Data provided —

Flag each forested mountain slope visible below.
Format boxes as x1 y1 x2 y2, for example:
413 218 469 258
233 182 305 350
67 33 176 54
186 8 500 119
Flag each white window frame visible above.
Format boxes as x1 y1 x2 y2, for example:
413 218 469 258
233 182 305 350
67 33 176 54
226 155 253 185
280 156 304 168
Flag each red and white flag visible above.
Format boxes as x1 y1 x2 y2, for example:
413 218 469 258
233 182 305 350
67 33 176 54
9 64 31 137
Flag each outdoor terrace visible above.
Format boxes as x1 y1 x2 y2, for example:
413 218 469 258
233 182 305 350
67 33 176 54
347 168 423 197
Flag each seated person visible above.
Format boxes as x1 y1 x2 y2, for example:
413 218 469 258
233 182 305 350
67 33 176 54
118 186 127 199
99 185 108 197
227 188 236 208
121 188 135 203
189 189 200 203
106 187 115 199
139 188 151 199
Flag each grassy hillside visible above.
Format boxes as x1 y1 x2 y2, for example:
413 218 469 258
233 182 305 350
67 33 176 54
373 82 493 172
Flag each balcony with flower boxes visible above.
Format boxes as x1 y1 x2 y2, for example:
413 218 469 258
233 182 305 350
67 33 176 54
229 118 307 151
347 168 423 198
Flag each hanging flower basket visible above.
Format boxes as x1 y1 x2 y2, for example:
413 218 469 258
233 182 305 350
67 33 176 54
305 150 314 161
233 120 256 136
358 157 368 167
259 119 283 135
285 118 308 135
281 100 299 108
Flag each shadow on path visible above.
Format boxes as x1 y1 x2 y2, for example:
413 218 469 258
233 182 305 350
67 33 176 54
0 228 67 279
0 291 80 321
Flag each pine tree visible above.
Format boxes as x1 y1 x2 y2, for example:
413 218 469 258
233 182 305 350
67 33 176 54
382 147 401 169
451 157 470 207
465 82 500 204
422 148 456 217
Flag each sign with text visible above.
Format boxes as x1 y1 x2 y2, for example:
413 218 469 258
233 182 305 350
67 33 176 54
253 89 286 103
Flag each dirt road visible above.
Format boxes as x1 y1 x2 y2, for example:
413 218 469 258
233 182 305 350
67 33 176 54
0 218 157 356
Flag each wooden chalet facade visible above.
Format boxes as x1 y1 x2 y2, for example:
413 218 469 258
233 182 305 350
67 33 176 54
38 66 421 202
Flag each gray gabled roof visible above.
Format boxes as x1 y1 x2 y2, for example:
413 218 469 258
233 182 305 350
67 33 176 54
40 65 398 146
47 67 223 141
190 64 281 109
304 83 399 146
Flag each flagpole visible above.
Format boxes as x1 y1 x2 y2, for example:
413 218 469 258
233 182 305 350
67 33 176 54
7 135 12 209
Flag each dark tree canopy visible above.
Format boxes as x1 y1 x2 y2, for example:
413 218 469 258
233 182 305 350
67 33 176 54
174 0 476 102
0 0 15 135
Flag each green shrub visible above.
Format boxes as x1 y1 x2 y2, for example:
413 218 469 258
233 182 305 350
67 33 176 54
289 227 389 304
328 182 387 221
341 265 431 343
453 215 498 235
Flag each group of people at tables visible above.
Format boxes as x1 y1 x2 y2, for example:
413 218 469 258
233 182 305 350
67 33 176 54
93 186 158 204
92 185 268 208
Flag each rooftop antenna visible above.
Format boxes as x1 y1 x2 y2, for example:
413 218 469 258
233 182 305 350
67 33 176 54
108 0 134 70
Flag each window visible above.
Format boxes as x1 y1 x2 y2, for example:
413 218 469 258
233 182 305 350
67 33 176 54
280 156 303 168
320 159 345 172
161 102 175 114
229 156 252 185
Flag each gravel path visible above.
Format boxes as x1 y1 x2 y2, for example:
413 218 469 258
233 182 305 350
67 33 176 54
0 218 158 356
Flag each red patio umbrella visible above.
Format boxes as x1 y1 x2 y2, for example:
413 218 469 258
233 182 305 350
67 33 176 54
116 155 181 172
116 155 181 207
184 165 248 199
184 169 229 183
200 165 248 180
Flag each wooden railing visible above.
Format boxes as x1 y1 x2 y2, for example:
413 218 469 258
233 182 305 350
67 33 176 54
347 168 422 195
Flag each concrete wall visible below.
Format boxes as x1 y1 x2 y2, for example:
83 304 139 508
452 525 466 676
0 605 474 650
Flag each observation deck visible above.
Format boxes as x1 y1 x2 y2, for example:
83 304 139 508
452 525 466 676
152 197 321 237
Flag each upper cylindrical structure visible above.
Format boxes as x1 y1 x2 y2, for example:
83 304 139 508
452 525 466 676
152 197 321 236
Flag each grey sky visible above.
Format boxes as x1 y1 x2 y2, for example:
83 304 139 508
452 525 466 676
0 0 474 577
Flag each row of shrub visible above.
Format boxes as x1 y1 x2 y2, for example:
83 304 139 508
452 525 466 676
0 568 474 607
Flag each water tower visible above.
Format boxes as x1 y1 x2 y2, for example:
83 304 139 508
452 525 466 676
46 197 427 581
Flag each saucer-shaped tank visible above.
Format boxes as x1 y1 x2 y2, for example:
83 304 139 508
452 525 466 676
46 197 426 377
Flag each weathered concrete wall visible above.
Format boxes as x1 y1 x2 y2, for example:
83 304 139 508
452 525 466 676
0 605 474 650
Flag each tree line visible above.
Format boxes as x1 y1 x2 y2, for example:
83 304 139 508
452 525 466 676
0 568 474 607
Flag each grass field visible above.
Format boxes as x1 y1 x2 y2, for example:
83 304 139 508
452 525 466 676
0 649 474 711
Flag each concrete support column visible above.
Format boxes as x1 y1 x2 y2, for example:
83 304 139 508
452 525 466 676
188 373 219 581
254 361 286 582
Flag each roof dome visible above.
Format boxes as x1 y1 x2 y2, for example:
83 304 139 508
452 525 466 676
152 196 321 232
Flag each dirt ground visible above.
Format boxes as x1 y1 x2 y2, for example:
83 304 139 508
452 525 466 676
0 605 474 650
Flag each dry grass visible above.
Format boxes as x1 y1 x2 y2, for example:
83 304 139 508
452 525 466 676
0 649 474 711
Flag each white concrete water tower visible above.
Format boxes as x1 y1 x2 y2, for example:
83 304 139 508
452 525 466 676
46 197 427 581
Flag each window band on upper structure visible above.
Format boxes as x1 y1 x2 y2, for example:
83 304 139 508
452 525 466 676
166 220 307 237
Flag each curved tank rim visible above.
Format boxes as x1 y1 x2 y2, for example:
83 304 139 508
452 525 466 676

Exercise goal — Give again the data that opens with the line containing "Flag each window visible above." and closes with the line containing "152 197 321 236", swapping "for example" for "such as" and leaving everything else unchanged.

Written reply —
Flag each window visible above.
Format boxes as x1 y1 x2 y2, such as:
413 218 469 258
233 182 305 350
67 33 176 54
280 156 303 168
320 159 345 172
161 102 175 114
229 156 252 185
Flag each gravel path visible above.
Format boxes as x1 y1 x2 y2, such as:
413 218 469 258
233 182 305 350
67 33 176 54
0 218 158 356
Flag each red patio umbrella visible above.
Format boxes as x1 y1 x2 y2, such as:
413 218 469 258
233 182 305 350
67 33 176 54
116 155 181 172
116 155 181 207
184 165 248 199
184 169 229 183
200 165 248 180
Flag each wooden railing visible above.
Format boxes as x1 y1 x2 y2, such as:
413 218 469 258
233 182 305 350
67 33 176 54
347 168 422 195
Flag each concrete wall visible below.
Format boxes as x1 y1 x2 y2, such as:
83 304 139 508
452 525 466 676
0 605 474 650
Flag each observation deck visible above.
Format boxes as x1 y1 x2 y2, such as:
83 304 139 508
452 525 466 676
152 197 321 237
Flag each upper cylindrical structure visible above.
Format boxes as x1 y1 x2 y2, such as:
83 304 139 508
452 525 466 676
152 197 321 236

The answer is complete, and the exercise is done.